Quoted passage:
::::
Desktop System Video Card Hardware Guide - September 2008

Desktop System Video Card Hardware Guide - September 2008 

Video cards are produced by many manufacturers, but the chips controlling the cards, known as a GPU (Graphical Processing Unit), are manufactured by two main companies, NVidia and ATI.  These companies produce the chips, and tell the video card manufactures how to connect and use the chips into their own boards.  This means that the same GPU used on two separate cards can have noticeably different performance based on how the manufacturer configures it with memory or bus speeds.

Also, both NVidia and ATI follow a numbering scheme that lets consumers know which cards are more powerful.  The use of suffices for the ATI cards have been dropped, and instead all cards now have a number.  The higher the number, usually the higher the performance and more features.

*Pricing is based upon average AVADirect's pricing as of 9/22/08

Terms and Technologies

SLI (Scalable Link Interface):	NVidia's technology to link together two or more NVidia GPU based video cards and work in parallel.
CrossFireX:	ATI's technology to link together two or more ATI GPU based video cards and work in parallel.
Memory:	Video cards come equipped with all sorts of different memory technologies and sizes.  Usually, the higher the memory, the bigger the screen size that the video card is able to run with slowing down.  Most common memory types are DDR2, GDDR3, GDDR4, and now GDDR5.    Note on graphics memory.  GDDR and DDR are two separate types of memory standards.  While normal ram modules can be used, GDDR is designed to be better suited to type of data it will see.  Also, GDDR3 is about equal with DDR2 in terms of performance and speed.  Following that, DDR3 is about equal with GDDR4 memory.  It was designed to better handle the graphical data of the video card while still being based upon the same technology.
::::
Information supplied:
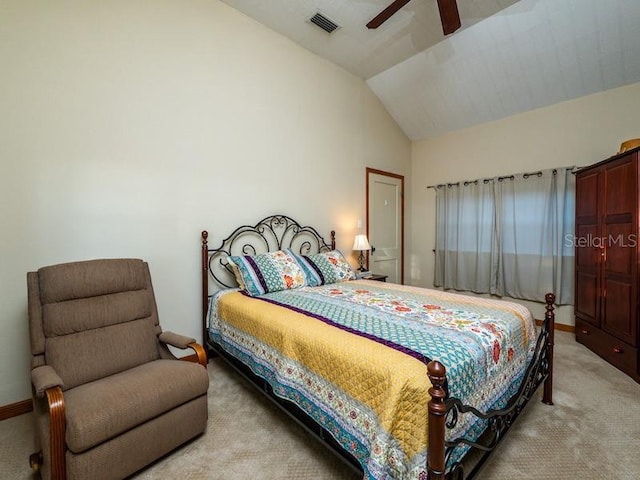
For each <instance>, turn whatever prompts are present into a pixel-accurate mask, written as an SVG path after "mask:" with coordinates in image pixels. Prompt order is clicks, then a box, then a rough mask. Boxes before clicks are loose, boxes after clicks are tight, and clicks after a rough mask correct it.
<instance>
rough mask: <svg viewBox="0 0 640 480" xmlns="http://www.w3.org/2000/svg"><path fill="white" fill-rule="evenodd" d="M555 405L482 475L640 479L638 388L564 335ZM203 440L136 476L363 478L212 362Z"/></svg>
mask: <svg viewBox="0 0 640 480" xmlns="http://www.w3.org/2000/svg"><path fill="white" fill-rule="evenodd" d="M555 351H556V355H555V359H556V361H555V388H554V403H555V405H554V406H547V405H543V404H542V403H541V402H540V401H539V397H538V398H536V399H534V400H532V402H531V403H530V404H529V405H528V406H527V408H526V409H525V411H524V412H523V413H522V415H521V416H520V418H519V419H518V421H517V422H516V424H515V425H514V426H513V428H512V429H511V431H510V432H509V434H508V436H507V438H506V440H505V441H504V442H503V443H502V444H501V445H500V447H499V448H498V450H497V451H496V453H495V455H494V456H493V457H492V459H491V460H490V462H489V463H488V464H487V466H486V467H485V469H484V470H483V472H482V474H481V476H480V477H481V479H483V480H489V479H495V480H503V479H504V480H513V479H534V478H535V479H548V480H552V479H553V480H557V479H585V480H586V479H588V480H592V479H593V480H595V479H603V480H605V479H606V480H610V479H618V480H621V479H629V480H631V479H638V478H640V455H638V452H640V385H638V384H637V383H635V382H634V381H633V380H631V379H630V378H629V377H627V376H626V375H624V374H622V373H620V372H619V371H618V370H616V369H615V368H613V367H611V366H610V365H609V364H607V363H606V362H604V361H603V360H601V359H600V358H599V357H597V356H596V355H594V354H593V353H591V352H590V351H589V350H587V349H586V348H585V347H583V346H582V345H579V344H577V343H576V342H575V341H574V337H573V335H572V334H569V333H564V332H557V333H556V349H555ZM208 368H209V374H210V376H211V381H212V383H211V387H210V390H209V424H208V427H207V431H206V433H205V435H203V436H201V437H199V438H197V439H195V440H194V441H192V442H190V443H188V444H187V445H185V446H183V447H182V448H180V449H178V450H176V451H175V452H173V453H172V454H171V455H169V456H167V457H166V458H164V459H162V460H160V461H158V462H156V463H155V464H153V465H152V466H150V467H148V468H147V469H145V470H143V471H142V472H140V473H139V474H138V475H136V476H135V477H134V478H135V479H136V480H147V479H167V478H172V479H173V478H179V479H184V480H187V479H215V480H227V479H229V480H231V479H246V478H260V479H261V480H279V479H284V480H287V479H290V480H294V479H295V480H307V479H309V480H311V479H313V480H329V479H344V480H356V479H357V478H358V477H357V476H356V475H354V474H353V473H352V471H351V470H350V469H349V467H347V466H345V465H344V464H342V462H341V461H340V460H338V459H337V458H336V457H335V456H334V455H333V454H331V453H329V452H328V451H326V450H325V448H324V447H322V446H321V445H320V444H319V443H318V442H317V441H316V440H314V439H313V438H311V437H310V436H309V435H308V434H307V433H306V432H305V431H303V430H302V429H301V428H300V427H299V426H297V425H296V424H292V422H291V420H289V419H288V418H287V417H286V416H285V415H284V414H283V413H281V412H280V411H279V410H278V409H277V408H276V407H274V406H273V405H270V404H268V403H266V402H265V400H264V399H263V397H262V395H261V394H259V393H258V392H256V391H255V390H253V388H252V387H250V386H249V385H247V384H245V383H244V381H243V380H241V379H240V378H239V377H238V376H237V375H236V374H235V373H234V372H233V371H231V370H230V369H229V368H228V367H227V366H226V365H225V364H224V363H222V361H221V360H219V359H217V360H213V361H212V362H210V364H209V367H208ZM31 436H32V426H31V415H22V416H20V417H16V418H12V419H9V420H5V421H2V422H0V445H2V448H0V478H2V479H12V480H14V479H18V480H19V479H25V480H26V479H32V478H33V477H32V474H31V472H30V470H29V464H28V455H29V453H31V448H32V447H31V444H32V438H31Z"/></svg>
::::
Complete the following:
1: Repeat the passage of the video card guide between "Terms and Technologies" and "ATI GPU based video cards and work in parallel.", inclusive.
2: Go on with the video card guide from the point where it stops.

Task results:
1:
Terms and Technologies

SLI (Scalable Link Interface):	NVidia's technology to link together two or more NVidia GPU based video cards and work in parallel.
CrossFireX:	ATI's technology to link together two or more ATI GPU based video cards and work in parallel.

2:
Unified Shader Architecture:	Instead of using different components to calculate 3D positions, pixels, textures, and etc., new video cards now use dozens to hundreds of Stream Processors instead.  These Stream Processors are simple math processors which run in parallel to achieve high data processing output with simple processing techniques.
Stream Processor or Shader:	A stream processor is a floating point math processor which performs vector and image processing on 3D objects.

NVidia GeForce Video Cards

GeForce 8 Series

 

The GeForce 8 series was a major overhaul of the GeForce architecture.  Instead of using separate functional units to do processing on pixels and vectors, Stream Processors are a unified type of functional unit that work on a more universal style of tasks.  Although not as powerful as specialized units, their extreme simplicity and much higher clock speeds allow a higher performance rating at a lower cost.

 

This series also saw the introduction and acceptance of DDR3 memory.  DDR3 memory allows higher bandwidth, which some of the higher-end cards need to operate effectively.  The GeForce 8 series also saw the introduction of DirectX 10 support.

 

Due to the aging structure of the GeForce 8 line, only the most current and non-discontinued video cards will be shown.

 

8800 GS - G92 Core                            Expected Performance:  8,000 - 11,000 3DMarks   Core Frequency: 550 MHz Shader Amount: 96 Memory Amount: 384 MB Shader Frequency: 1375 MHz Texture Units: 48 Memory Bus Width: 192-bit Memory Frequency: 1600 MHz ROPS: 12 Memory Type: GDDR3   With NVidia focusing on more powerful cards, and the disappointing performance of the 8600 line, NVidia introduced the 8800 GS to compete with the ATI Radeon cards that were dominating the mid-range market.  It has lowered speeds so that manufacturing costs are lower, but because it is based on the G92 GPU, its performance matches or beats the original 8800 GTS.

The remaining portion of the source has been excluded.